╭─ SUPPLIED DATA

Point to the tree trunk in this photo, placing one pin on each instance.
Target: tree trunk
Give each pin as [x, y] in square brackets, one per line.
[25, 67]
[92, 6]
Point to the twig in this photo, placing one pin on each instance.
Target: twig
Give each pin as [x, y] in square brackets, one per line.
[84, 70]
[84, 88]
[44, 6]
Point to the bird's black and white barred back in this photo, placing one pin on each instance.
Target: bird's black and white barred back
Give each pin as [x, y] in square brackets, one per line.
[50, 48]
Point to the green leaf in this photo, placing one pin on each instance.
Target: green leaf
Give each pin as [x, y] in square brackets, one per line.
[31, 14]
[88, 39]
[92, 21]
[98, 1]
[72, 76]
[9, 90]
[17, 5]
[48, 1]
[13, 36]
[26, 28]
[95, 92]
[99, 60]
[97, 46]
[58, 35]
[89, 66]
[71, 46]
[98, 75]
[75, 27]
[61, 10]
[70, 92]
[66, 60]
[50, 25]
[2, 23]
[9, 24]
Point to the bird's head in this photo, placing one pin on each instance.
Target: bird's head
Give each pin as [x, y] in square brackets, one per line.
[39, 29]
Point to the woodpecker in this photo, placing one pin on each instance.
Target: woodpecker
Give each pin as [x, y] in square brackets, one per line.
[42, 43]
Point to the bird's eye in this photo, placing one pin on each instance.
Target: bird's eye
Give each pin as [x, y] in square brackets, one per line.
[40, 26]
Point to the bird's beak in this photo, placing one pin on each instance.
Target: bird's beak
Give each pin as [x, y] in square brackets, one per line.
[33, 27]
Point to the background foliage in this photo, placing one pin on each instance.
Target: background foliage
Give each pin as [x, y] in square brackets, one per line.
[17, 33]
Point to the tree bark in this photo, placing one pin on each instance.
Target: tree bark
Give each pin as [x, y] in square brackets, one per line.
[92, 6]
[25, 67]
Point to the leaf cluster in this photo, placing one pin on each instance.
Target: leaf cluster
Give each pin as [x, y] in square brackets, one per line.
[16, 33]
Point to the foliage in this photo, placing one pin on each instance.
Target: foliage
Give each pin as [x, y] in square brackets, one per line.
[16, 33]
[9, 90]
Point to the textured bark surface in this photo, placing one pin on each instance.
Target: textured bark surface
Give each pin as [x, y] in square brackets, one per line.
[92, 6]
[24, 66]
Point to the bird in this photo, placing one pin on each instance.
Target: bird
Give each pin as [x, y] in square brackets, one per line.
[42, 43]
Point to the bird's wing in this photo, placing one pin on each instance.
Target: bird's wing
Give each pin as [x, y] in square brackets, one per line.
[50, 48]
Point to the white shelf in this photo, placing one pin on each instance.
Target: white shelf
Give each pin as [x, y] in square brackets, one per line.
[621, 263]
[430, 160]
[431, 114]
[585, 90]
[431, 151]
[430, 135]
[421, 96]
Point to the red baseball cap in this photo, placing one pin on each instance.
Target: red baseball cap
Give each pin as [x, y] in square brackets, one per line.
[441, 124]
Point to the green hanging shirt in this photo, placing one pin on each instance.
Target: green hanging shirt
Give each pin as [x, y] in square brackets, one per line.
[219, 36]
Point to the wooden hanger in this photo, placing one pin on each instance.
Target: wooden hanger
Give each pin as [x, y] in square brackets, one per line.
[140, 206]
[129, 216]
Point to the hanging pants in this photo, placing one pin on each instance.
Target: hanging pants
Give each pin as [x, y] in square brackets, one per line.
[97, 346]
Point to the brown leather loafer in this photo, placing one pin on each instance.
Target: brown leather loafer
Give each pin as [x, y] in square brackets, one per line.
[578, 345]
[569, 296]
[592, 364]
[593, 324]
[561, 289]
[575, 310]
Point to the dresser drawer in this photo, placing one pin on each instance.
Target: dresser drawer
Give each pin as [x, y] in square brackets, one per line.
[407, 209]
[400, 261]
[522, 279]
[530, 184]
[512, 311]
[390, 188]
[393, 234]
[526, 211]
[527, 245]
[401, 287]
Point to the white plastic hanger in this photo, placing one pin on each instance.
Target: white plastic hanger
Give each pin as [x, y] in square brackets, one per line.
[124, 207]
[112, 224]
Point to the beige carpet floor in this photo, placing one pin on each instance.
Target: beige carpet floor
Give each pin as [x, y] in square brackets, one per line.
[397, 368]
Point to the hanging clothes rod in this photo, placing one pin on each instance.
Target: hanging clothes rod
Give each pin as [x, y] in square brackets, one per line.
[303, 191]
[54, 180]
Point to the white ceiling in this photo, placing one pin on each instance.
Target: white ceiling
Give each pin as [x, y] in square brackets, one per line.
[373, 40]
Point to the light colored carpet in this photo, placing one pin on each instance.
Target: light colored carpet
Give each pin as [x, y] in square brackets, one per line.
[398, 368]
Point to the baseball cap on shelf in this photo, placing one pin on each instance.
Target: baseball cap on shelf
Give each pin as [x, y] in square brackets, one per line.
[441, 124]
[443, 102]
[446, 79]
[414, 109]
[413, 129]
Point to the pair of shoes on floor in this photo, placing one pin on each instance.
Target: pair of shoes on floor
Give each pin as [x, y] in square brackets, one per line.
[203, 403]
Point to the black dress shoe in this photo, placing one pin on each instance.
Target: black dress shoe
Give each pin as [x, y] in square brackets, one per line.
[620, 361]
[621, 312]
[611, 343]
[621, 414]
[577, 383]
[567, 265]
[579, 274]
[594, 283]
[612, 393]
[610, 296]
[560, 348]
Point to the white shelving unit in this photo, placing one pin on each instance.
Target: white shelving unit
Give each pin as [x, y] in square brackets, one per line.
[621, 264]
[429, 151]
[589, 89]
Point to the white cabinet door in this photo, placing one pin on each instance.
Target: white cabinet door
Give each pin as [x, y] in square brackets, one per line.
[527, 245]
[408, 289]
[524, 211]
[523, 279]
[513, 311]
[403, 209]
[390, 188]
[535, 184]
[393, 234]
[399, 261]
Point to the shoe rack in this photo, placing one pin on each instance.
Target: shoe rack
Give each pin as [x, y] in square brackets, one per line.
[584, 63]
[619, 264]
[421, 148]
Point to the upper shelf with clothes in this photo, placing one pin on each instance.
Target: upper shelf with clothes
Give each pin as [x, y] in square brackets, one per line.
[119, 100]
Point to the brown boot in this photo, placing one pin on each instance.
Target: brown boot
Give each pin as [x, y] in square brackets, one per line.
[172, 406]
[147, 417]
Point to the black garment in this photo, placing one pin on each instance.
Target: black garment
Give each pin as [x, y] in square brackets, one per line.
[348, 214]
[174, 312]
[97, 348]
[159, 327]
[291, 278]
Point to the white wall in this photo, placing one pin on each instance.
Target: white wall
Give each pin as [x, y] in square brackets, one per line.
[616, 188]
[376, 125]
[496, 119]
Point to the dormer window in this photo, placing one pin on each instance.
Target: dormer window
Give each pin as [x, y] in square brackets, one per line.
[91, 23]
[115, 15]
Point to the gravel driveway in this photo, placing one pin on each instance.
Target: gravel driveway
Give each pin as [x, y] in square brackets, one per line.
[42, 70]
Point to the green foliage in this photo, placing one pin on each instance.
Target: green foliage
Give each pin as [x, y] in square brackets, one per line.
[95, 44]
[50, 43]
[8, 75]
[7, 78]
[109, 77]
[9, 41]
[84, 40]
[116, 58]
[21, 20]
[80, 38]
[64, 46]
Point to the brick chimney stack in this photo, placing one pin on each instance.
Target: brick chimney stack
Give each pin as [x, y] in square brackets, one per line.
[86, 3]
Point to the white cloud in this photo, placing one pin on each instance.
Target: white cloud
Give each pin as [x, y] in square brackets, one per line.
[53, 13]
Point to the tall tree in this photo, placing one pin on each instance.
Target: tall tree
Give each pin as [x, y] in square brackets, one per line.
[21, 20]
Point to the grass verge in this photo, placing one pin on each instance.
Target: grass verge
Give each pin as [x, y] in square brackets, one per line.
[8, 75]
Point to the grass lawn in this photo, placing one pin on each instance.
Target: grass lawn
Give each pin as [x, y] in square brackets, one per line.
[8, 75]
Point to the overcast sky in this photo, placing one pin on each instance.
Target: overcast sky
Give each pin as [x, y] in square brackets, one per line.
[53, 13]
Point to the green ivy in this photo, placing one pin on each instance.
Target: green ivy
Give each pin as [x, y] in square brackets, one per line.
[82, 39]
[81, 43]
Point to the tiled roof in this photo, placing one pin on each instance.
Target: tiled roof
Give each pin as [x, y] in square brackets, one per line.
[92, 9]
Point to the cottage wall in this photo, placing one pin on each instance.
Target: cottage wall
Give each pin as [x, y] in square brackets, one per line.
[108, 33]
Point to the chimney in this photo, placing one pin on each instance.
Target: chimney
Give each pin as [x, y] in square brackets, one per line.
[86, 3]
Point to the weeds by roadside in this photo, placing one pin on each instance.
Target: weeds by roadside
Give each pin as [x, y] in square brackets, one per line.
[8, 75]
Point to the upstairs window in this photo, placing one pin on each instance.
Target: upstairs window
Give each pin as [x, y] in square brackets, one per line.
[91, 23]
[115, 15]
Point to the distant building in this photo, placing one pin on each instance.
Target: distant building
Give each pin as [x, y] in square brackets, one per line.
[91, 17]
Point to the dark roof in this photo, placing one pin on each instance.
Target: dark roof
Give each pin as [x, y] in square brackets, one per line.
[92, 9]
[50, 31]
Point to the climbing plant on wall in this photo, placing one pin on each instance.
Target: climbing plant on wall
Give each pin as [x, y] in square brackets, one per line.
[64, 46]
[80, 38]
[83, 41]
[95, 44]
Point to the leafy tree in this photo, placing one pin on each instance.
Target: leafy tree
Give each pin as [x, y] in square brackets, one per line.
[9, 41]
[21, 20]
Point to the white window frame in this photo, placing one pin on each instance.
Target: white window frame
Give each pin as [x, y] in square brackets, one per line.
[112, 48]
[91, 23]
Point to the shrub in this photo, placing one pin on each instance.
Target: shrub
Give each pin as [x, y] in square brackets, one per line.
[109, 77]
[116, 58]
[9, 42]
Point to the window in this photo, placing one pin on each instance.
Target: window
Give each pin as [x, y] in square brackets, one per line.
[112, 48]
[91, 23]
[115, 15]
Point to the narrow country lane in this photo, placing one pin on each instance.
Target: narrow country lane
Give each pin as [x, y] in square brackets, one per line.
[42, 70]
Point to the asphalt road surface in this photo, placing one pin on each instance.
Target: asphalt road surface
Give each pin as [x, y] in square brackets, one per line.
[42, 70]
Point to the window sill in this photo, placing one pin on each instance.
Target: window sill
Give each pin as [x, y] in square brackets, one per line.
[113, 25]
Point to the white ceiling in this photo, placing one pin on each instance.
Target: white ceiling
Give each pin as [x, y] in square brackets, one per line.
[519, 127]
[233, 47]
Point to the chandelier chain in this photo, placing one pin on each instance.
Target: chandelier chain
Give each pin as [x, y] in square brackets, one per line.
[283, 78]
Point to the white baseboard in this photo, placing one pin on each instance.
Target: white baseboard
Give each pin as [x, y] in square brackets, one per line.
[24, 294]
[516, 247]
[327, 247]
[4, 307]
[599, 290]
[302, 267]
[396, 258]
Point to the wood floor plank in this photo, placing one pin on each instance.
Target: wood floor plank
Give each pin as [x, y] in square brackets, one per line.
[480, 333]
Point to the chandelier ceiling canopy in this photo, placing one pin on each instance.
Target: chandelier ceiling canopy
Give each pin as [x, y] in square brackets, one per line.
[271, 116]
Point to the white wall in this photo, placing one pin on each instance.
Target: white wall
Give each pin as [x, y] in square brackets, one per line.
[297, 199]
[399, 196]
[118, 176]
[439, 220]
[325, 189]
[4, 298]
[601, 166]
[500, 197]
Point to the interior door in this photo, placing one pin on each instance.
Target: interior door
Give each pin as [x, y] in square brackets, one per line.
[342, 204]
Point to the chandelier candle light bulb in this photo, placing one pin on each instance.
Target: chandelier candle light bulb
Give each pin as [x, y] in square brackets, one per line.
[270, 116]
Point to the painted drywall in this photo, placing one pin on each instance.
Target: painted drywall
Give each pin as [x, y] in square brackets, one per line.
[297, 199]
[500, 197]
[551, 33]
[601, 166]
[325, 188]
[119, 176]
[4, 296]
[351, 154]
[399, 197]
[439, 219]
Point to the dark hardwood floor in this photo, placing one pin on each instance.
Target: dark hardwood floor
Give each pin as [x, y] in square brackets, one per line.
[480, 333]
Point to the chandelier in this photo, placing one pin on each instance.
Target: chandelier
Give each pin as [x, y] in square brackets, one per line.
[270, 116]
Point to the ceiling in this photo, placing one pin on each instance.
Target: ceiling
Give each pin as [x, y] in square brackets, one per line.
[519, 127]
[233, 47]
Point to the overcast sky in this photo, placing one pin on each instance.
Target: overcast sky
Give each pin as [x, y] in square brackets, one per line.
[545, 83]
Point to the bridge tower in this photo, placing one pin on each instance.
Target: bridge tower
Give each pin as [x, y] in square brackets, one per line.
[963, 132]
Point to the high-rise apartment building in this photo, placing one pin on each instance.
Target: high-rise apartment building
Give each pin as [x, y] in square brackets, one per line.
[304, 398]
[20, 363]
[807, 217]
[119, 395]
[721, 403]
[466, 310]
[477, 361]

╰─

Give back the lines above exactly, from the one with "Point to the ceiling" through the last line.

Point to the ceiling in this photo, placing one pin on each instance.
Target: ceiling
Give each pin as [x, y] in square brackets, one per line.
[519, 127]
[233, 47]
Point to the overcast sky in this photo, placing one pin on each instance.
Target: overcast sky
Give each pin as [x, y] in square brackets, one per line.
[545, 83]
Point to the bridge tower in this photo, placing one pin on each instance.
Target: bridge tower
Give each pin as [x, y] in square brackets, one per line.
[963, 132]
Point to the high-rise apartment building in this photo, placing one pin on each instance.
Target: high-rise apartment building
Give each pin as [x, y] in square brackets, one per line.
[304, 398]
[20, 363]
[807, 217]
[119, 395]
[721, 403]
[466, 310]
[477, 361]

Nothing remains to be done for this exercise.